*Selected text*
◇ ◇ ◇

Scientific classification
- Kingdom: Animalia
- Phylum: Chordata
- Class: Amphibia
- Order: Urodela
- Family: Ambystomatidae
- Genus: Ambystoma
- Species: A. velasci
- Binomial name: Ambystoma velasci (Dugès, 1888)
- Synonyms: Ambystoma tigrinum velasci (Dugès, 1888) Ambystoma lacustris Taylor & Smith, 1945

= Plateau tiger salamander =

- Authority: (Dugès, 1888)
- Conservation status: LC
- Synonyms: Ambystoma tigrinum velasci (Dugès, 1888), Ambystoma lacustris Taylor & Smith, 1945

Species of amphibian

The plateau tiger salamander or Mexican tiger salamander (Ambystoma velasci) is a species of mole salamander in the family Ambystomatidae.

== Description ==
The plateau tiger salamander exhibits facultative paedomorphosis. The adult coloration is olive green across the backs with dark spots, and white or cream across the underside of the abdomen. This species has external gills similar to those on other aquatic salamander species. However, this salamander can undergo metamorphosis again in adulthood, via a complex genetic mechanism in response to its environment. During this change, the salamander shrinks, loses its external gills and the legs elongate.

== Habitat and distribution ==
The plateau tiger salamander is typically considered endemic to Mexico, although its range might extend to the United States. They have a wide geographic distribution, ranging from Chihuahua in the north, to Durango in the south, and to Jalisco in the west. Its natural habitat is grassland, including sparse forest and semiarid grassland. Breeding takes place in a range of aquatic habitats: deep volcanic lakes, shallow vernal pools, artificial cattle ponds, and intermittent, fish-free stream pools. In the highlands of central Mexico, the plateau tiger salamander inhabits ponds and small streams in tropical deciduous forests or in pine oak forests.

◇ ◇ ◇

*Problem 1*
Return the stretch of the salamander article from "Scientific classification" through "Ambystoma velasci (Dugès, 1888)", unchanged.
*Problem 2*
Condense the paragraph of the salamander article beginning "The plateau tiger salamander exhibits facultative paedomorphosis" into a bulleted list that keeps its main facts.
*Problem 3*
List every aquatic habitat that the salamander article names as a breeding site.
The rows that come next have nothing to do with this work.

*Data*

◇ ◇ ◇

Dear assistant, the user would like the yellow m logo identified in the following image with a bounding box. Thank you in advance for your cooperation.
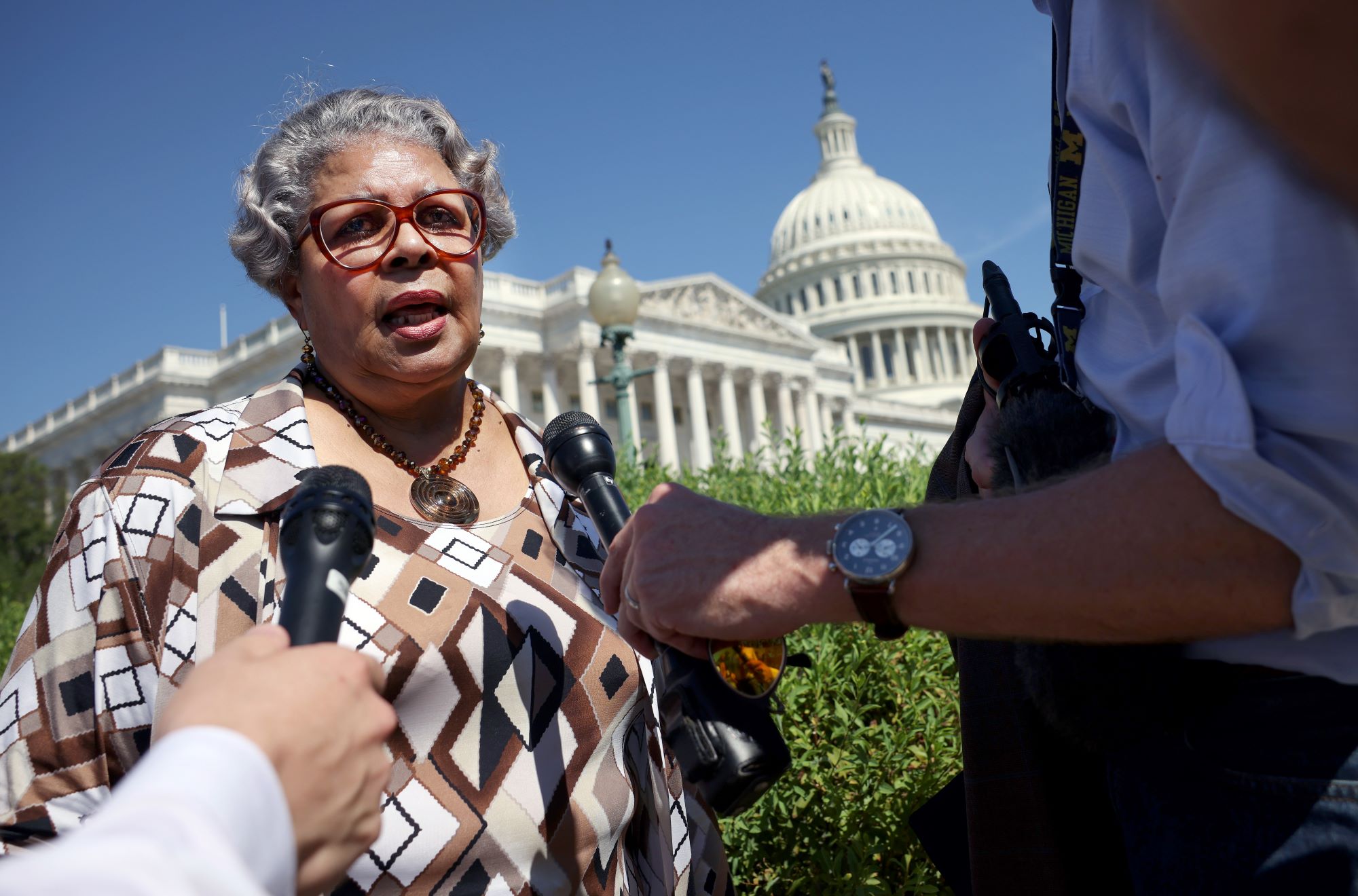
[1059,130,1085,164]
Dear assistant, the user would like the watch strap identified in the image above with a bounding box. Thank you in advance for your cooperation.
[845,578,909,641]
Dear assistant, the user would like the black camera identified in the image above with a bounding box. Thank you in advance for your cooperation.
[543,411,800,816]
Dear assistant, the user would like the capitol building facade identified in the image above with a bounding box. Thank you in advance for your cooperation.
[4,75,980,491]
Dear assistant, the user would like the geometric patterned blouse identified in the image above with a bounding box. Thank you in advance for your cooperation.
[0,369,732,896]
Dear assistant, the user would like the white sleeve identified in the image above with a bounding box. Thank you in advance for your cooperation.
[1142,22,1358,637]
[0,726,297,896]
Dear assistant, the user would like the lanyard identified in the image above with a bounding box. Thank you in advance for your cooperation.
[1047,0,1085,395]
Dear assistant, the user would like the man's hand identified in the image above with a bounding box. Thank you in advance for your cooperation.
[599,483,857,657]
[156,626,397,893]
[963,318,999,498]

◇ ◇ ◇

*Response 1*
Scientific classification
- Kingdom: Animalia
- Phylum: Chordata
- Class: Amphibia
- Order: Urodela
- Family: Ambystomatidae
- Genus: Ambystoma
- Species: A. velasci
- Binomial name: Ambystoma velasci (Dugès, 1888)

*Response 2*
- Shows facultative paedomorphosis.
- Adults are olive green with dark spots on the back and white or cream on the underside of the abdomen.
- Has external gills like other aquatic salamander species.
- Can undergo metamorphosis again in adulthood, through a complex genetic mechanism that responds to its environment.
- During this change it shrinks, loses its external gills, and its legs elongate.

*Response 3*
- Deep volcanic lakes
- Shallow vernal pools
- Artificial cattle ponds
- Intermittent, fish-free stream pools